- _WHAT TO WORK ON_: Update the entries below by replacing "fallen branch" with "broken tree limb" and keeping everything else the same. Leave the pictures out of your answer.

- _MATERIAL_:
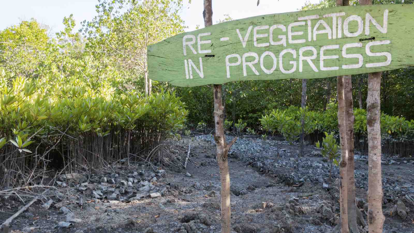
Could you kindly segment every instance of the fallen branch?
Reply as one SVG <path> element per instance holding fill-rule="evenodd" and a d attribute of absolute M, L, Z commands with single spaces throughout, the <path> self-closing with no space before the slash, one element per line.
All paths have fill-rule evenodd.
<path fill-rule="evenodd" d="M 318 194 L 318 193 L 317 192 L 313 192 L 312 193 L 308 193 L 308 194 L 304 194 L 303 195 L 299 195 L 299 196 L 298 196 L 298 197 L 310 197 L 311 196 L 313 196 L 313 195 L 315 195 L 315 194 Z"/>
<path fill-rule="evenodd" d="M 190 150 L 191 149 L 191 144 L 188 144 L 188 152 L 187 153 L 187 157 L 185 158 L 185 162 L 184 163 L 184 168 L 187 169 L 187 163 L 188 162 L 188 158 L 190 157 Z"/>
<path fill-rule="evenodd" d="M 0 225 L 0 230 L 6 230 L 6 231 L 3 231 L 3 232 L 7 232 L 10 226 L 10 223 L 11 223 L 12 221 L 16 217 L 20 215 L 20 214 L 23 213 L 24 211 L 27 209 L 32 204 L 34 203 L 38 199 L 40 199 L 42 196 L 46 192 L 49 190 L 49 189 L 47 189 L 45 191 L 43 191 L 42 194 L 37 197 L 35 197 L 30 202 L 27 203 L 26 205 L 23 206 L 22 209 L 19 210 L 19 211 L 17 212 L 16 214 L 13 214 L 11 217 L 9 218 L 7 220 L 5 221 L 1 225 Z"/>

- _COMPLETED EXERCISE_:
Could you kindly segment every instance of the broken tree limb?
Reply as one SVG <path> element per instance holding fill-rule="evenodd" and a d attribute of absolute M, L, Z commands with single spaces throughout, the <path> self-closing with no space before the slash, one element per line.
All paths have fill-rule evenodd.
<path fill-rule="evenodd" d="M 318 194 L 318 193 L 317 192 L 313 192 L 312 193 L 308 193 L 308 194 L 304 194 L 303 195 L 299 195 L 299 196 L 298 196 L 298 197 L 310 197 L 311 196 L 313 196 L 313 195 L 315 195 L 315 194 Z"/>
<path fill-rule="evenodd" d="M 190 150 L 191 149 L 191 144 L 188 144 L 188 152 L 187 153 L 187 157 L 185 158 L 185 162 L 184 163 L 184 168 L 187 169 L 187 163 L 188 162 L 188 158 L 190 157 Z"/>
<path fill-rule="evenodd" d="M 0 225 L 0 230 L 6 230 L 6 231 L 3 231 L 3 232 L 7 232 L 10 226 L 10 223 L 11 223 L 12 221 L 16 217 L 20 215 L 20 214 L 23 213 L 24 211 L 27 209 L 32 204 L 34 203 L 38 199 L 40 199 L 42 196 L 46 192 L 49 190 L 49 189 L 47 189 L 45 191 L 43 191 L 42 194 L 37 197 L 35 197 L 30 202 L 27 203 L 26 205 L 23 206 L 22 209 L 19 210 L 19 211 L 17 212 L 16 214 L 13 214 L 11 217 L 9 218 L 7 220 L 5 221 L 1 225 Z"/>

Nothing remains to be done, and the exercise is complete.